● Task objective
Scan the entries for "livery". Every line that holds it is to be copied.

Items from a data source
== Segment start ==

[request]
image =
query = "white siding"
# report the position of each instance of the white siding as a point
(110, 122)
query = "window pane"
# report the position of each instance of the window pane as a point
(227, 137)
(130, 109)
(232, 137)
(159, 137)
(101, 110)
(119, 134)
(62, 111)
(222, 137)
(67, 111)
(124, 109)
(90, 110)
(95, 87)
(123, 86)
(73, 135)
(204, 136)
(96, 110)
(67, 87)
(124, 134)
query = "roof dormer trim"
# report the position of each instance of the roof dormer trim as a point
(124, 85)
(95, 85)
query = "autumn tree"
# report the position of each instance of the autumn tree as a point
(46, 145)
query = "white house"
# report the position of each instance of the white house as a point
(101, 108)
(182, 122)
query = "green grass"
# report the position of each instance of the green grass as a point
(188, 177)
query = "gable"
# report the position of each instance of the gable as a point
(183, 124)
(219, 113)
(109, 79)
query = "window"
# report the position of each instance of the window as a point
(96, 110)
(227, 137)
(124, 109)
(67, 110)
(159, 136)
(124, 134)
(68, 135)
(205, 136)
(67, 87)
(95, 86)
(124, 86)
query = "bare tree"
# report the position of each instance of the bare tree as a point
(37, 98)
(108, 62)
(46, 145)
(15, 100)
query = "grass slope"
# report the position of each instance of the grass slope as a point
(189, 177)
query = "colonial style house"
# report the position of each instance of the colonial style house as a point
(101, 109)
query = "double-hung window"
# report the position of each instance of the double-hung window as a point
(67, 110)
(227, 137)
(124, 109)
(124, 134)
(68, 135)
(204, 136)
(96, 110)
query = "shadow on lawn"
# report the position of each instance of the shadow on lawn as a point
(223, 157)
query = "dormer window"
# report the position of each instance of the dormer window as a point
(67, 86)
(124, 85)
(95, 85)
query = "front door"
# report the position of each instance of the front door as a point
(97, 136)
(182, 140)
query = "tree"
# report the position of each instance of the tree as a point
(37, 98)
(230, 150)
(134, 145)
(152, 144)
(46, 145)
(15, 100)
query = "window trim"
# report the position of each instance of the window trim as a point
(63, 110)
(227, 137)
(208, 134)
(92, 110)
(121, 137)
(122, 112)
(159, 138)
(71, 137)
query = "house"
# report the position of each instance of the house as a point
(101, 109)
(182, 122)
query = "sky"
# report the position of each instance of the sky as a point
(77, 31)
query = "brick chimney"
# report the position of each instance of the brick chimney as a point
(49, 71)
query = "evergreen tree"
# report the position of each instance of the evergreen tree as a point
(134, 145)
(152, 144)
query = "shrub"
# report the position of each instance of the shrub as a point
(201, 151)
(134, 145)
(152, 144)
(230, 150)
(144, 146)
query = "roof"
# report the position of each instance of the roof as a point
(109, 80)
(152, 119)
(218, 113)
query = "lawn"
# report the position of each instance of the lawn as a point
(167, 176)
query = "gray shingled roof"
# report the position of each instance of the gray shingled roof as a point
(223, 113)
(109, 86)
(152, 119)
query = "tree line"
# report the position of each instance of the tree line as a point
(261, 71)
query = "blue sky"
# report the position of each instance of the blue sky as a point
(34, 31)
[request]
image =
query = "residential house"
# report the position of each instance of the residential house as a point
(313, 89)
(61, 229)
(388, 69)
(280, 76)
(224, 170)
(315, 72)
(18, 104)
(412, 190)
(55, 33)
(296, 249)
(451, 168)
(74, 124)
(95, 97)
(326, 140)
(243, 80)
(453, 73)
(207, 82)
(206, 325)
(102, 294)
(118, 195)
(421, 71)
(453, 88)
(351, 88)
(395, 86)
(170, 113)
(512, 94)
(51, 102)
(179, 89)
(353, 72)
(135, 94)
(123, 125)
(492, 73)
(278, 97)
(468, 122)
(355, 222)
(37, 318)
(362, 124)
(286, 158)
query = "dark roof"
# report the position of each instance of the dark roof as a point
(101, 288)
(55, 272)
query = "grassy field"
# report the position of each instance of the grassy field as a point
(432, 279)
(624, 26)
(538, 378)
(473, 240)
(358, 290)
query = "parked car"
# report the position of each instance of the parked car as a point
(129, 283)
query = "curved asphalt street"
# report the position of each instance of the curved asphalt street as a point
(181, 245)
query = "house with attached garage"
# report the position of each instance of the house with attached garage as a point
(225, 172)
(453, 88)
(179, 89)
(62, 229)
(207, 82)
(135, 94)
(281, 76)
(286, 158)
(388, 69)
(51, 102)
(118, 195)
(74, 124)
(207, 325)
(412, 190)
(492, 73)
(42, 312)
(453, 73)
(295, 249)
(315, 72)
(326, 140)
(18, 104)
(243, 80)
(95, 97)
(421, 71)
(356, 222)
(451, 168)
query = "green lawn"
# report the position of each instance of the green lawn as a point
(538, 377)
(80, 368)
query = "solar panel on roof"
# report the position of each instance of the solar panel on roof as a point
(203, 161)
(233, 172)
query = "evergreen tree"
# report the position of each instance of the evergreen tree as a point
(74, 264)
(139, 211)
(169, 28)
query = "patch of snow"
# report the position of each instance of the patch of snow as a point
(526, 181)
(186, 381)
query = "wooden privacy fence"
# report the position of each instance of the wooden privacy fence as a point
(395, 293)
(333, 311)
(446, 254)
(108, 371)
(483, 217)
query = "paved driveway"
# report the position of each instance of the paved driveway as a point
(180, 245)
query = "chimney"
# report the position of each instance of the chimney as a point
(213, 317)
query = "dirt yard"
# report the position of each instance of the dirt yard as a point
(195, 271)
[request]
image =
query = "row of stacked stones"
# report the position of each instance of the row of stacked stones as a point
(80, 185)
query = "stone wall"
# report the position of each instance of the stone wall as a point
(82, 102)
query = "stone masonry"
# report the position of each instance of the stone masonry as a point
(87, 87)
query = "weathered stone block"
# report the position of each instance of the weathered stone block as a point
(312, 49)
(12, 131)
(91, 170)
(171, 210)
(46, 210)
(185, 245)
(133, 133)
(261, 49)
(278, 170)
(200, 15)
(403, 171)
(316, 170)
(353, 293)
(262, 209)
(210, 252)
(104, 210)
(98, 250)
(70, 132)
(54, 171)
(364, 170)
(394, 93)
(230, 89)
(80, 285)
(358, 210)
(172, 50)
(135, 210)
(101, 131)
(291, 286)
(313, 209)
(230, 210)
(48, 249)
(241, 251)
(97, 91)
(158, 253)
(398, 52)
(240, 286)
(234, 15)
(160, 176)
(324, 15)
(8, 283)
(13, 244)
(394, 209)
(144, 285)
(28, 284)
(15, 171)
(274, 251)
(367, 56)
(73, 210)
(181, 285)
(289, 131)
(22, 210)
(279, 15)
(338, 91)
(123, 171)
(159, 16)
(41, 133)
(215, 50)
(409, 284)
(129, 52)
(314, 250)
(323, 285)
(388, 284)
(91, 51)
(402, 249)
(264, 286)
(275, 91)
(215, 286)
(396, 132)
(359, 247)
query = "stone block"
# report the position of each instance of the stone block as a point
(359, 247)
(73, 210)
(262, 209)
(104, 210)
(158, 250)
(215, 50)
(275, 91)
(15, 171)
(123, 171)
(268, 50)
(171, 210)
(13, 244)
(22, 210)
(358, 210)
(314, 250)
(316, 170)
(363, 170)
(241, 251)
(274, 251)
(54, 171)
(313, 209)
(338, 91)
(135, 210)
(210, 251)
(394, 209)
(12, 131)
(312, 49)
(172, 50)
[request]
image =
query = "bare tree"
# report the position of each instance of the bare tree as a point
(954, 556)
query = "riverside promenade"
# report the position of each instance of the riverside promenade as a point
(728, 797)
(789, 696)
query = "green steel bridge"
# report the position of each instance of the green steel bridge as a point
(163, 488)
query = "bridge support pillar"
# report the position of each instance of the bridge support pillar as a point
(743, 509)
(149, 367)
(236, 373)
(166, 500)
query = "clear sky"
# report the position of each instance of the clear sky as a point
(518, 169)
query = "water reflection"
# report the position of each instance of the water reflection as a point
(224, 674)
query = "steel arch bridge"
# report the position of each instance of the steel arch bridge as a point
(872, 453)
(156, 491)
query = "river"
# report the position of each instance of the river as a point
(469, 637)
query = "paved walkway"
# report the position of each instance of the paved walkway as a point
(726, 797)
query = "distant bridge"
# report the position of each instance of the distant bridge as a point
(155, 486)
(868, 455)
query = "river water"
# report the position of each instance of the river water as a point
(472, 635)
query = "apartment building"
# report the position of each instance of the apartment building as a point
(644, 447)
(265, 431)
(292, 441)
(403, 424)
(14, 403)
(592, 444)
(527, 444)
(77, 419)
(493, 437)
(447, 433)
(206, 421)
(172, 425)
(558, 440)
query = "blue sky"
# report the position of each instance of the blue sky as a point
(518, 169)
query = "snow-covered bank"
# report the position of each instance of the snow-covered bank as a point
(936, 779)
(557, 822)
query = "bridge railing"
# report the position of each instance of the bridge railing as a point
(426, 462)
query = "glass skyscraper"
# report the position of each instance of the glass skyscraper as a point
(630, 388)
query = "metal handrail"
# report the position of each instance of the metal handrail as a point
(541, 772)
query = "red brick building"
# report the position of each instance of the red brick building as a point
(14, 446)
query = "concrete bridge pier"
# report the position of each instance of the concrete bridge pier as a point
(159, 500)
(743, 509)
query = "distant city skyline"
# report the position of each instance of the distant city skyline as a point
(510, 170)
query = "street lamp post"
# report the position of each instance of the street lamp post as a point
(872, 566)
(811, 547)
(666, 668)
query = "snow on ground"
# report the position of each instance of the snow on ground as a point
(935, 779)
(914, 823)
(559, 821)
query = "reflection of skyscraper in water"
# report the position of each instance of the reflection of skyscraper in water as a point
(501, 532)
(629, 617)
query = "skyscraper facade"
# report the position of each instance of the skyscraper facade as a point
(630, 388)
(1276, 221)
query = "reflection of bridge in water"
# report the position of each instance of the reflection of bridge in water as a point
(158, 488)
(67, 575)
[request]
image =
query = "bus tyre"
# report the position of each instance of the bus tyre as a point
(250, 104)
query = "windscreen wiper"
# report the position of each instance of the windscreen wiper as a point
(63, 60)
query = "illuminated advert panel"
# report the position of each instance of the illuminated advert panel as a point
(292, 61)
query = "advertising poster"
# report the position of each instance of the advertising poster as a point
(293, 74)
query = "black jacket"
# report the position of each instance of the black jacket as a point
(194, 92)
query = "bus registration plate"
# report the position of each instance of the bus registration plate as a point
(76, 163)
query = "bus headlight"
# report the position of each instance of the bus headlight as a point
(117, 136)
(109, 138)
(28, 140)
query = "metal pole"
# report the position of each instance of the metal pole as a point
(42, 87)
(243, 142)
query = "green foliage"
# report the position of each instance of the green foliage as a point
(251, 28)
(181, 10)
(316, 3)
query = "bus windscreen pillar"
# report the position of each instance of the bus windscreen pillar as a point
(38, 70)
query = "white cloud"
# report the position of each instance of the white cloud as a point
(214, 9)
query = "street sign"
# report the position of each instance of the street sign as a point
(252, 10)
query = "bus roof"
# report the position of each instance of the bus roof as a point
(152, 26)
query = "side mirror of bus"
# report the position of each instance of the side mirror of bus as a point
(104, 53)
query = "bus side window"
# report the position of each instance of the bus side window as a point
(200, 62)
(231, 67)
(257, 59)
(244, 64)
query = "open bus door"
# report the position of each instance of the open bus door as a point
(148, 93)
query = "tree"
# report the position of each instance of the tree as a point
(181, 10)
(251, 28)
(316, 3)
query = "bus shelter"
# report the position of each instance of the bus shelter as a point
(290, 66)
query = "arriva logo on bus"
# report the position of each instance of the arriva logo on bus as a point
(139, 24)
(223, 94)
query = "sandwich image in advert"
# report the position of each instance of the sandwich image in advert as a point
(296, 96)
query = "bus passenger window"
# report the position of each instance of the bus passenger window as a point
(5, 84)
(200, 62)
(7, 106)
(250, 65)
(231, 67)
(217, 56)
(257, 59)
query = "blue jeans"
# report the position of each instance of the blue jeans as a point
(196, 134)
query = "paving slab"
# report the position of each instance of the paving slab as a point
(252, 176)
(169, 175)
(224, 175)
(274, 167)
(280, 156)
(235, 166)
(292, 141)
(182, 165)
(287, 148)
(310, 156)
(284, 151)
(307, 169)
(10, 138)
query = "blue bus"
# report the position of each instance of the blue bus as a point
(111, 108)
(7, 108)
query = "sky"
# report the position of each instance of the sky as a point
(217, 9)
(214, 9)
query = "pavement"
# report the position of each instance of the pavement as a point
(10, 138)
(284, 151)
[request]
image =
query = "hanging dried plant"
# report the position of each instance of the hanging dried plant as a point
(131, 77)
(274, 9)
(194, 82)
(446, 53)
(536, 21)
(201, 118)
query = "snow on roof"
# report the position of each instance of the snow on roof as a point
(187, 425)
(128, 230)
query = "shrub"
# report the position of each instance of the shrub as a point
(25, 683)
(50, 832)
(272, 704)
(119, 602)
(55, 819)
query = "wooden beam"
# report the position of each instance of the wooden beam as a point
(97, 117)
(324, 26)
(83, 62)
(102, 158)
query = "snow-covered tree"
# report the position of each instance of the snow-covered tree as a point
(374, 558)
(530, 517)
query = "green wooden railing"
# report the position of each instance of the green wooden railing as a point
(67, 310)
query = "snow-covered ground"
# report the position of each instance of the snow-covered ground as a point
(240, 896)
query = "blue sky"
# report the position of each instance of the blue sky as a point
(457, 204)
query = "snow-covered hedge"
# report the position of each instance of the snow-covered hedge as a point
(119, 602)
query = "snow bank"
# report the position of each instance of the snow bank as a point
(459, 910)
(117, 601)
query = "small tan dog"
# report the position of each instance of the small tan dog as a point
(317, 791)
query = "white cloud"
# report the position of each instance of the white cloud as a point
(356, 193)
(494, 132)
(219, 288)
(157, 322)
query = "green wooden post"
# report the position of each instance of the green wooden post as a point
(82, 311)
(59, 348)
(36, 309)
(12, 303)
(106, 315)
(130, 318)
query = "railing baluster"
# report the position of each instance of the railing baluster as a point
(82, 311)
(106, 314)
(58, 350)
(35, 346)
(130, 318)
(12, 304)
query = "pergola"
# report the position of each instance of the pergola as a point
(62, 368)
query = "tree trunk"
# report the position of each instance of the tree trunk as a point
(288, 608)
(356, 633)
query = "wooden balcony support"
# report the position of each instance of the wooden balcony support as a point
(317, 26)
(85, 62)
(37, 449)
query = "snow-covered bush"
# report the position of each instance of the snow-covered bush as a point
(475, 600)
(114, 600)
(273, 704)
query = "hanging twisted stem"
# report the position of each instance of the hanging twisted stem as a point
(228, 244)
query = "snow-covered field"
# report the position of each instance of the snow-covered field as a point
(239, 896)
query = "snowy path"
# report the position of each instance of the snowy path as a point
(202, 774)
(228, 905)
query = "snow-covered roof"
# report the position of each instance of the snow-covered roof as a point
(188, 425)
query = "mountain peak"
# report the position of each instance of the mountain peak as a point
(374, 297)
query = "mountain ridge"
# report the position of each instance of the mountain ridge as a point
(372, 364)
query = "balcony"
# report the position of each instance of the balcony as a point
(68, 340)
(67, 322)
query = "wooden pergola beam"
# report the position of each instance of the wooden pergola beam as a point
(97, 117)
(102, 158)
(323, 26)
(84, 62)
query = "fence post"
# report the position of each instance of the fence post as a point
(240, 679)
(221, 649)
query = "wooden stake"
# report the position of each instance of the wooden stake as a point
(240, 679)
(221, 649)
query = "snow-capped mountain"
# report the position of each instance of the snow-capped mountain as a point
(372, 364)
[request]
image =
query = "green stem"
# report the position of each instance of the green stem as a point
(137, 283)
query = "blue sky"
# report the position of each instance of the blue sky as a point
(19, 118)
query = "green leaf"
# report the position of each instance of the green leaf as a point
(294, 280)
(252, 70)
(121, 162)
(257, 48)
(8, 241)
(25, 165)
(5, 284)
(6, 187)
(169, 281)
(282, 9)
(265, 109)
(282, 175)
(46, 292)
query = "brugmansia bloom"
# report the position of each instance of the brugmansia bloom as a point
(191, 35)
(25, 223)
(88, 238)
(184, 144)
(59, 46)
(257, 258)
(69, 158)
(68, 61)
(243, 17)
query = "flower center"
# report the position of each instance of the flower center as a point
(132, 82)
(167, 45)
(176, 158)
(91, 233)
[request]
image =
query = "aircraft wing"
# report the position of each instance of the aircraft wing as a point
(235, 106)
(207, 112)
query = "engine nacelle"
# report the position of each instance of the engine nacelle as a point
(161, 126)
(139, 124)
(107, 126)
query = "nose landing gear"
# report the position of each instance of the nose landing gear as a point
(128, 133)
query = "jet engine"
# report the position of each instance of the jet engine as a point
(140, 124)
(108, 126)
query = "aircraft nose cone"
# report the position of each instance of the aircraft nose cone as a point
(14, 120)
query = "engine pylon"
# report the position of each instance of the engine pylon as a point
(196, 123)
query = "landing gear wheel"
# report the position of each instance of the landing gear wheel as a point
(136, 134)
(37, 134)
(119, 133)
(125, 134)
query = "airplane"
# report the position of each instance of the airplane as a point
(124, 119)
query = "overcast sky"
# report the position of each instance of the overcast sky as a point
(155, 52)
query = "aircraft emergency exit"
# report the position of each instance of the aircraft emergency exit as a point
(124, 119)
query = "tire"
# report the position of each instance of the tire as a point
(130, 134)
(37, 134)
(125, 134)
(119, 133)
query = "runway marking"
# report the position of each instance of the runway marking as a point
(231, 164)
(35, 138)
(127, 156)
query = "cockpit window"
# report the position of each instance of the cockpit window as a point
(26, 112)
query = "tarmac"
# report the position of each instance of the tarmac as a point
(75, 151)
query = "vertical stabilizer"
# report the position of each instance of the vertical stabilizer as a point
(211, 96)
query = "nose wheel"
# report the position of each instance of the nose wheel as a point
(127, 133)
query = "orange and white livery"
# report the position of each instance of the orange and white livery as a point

== Segment end ==

● Completed task
query = "orange and white livery"
# report the position of each instance of the orange and white livery as a point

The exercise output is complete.